[Begin EXCERPT PROVIDED]
Friday, 24 May 2013

The Exhibition

On Tuesday the Seeking Artemis Exhibition closed at 4 pm. I would call it a success 100 guests came to the private view and for the seven days we were open an average of 50 visitors came through the doors and down the steep steps. Visitors  gave the work positive feed back, and work was sold.
Those that visited enjoyed the atmospheric location, despite the cold.
 Rebecca's Grandad kindly made a film of the private view and then returned the next day to add a few finishing touches view it here

Well it's good bye for now from SEEKING ARTEMIS until next time.........

Wednesday, 15 May 2013


The Exhibition is open the Crypt Gallery is very atmospheric, this work is shown at its best in this setting. Hope you can pop in and see us, every day there will be three of the artists stewarding and they will be happy to see you!

Marian Murphy

Janette Bright

Christine Spencer

Rebecca Herbert

Miriam Weaver

Helen Wilson

Sunday, 12 May 2013

Rebecca Herbert

Rebecca's work is ready and waiting for Tuesday when the exhibition is hung.
[End EXCERPT PROVIDED]
[Begin MATERIAL SHOWN]
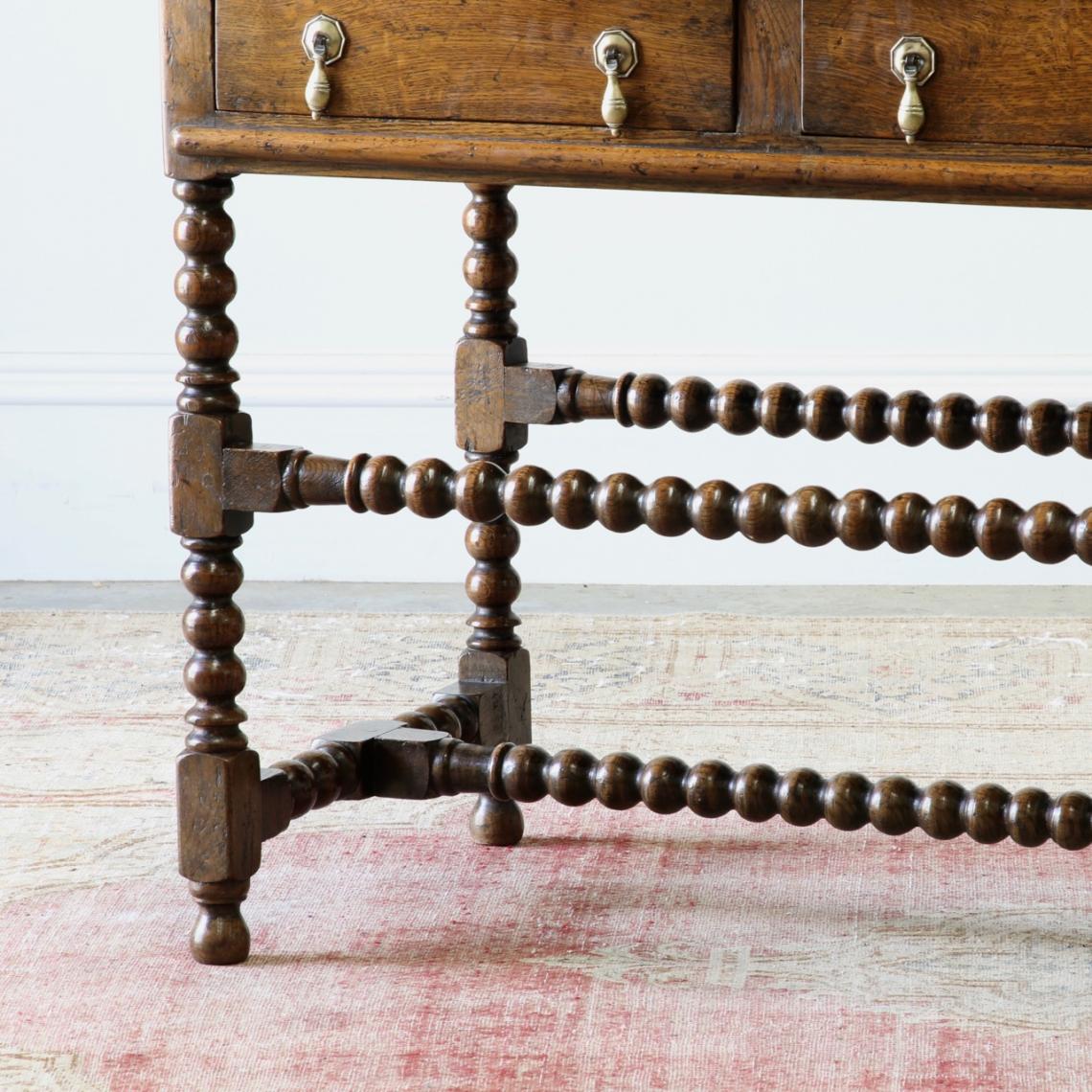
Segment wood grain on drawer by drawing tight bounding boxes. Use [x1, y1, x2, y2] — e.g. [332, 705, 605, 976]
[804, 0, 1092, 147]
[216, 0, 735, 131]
[End MATERIAL SHOWN]
[Begin MATERIAL SHOWN]
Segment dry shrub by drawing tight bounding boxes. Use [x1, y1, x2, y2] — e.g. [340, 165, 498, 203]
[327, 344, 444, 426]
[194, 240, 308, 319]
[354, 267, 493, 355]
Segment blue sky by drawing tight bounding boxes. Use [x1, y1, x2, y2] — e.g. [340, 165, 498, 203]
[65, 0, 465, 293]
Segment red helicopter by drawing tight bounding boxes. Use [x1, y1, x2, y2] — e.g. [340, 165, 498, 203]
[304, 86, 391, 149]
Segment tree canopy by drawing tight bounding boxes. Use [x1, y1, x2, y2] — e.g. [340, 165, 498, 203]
[End MATERIAL SHOWN]
PROBLEM TO SOLVE - Carry the Seeking Artemis exhibition blog forward from its last sentence. The listing stands apart from the exhibition blog and isn't part of it.

ANSWER TO THE TASK -
Friday, 26 April 2013

More Images

This morning Helen, Chris and myself met together for a chat and a coffee, we were joined by a photographer from  The Romford Recorder, all in the aid of promoting our Exhibition. It gave me an opportunity to photograph some of the work, so heres a very cropped selection of our work, just a teaser. 

Chris's work is full of texture and as you look into it you find unexpected details. 

Helen's work is beautiful and full of colour.

And my work is colourful too!

Keep checking in to see more or have a look at the face book page

Sunday, 3 March 2013

New Titles

Thought I should bring it to your attention that we have started work on the promotion of the exhibition. So watch this space for more details!!!!! Rebecca designed the new title and the flyer.

Sunday, 27 January 2013

Miriam Weaver

In Greek mythology Artemis is depicted as compassionate, healing, self-sufficient and living life on her own terms. Artemis also gave others courage and leant them her strength. I have looked for women that have inspired and influenced change in the lives of other women. In my quilt design I’ve included the names of women from history and the present.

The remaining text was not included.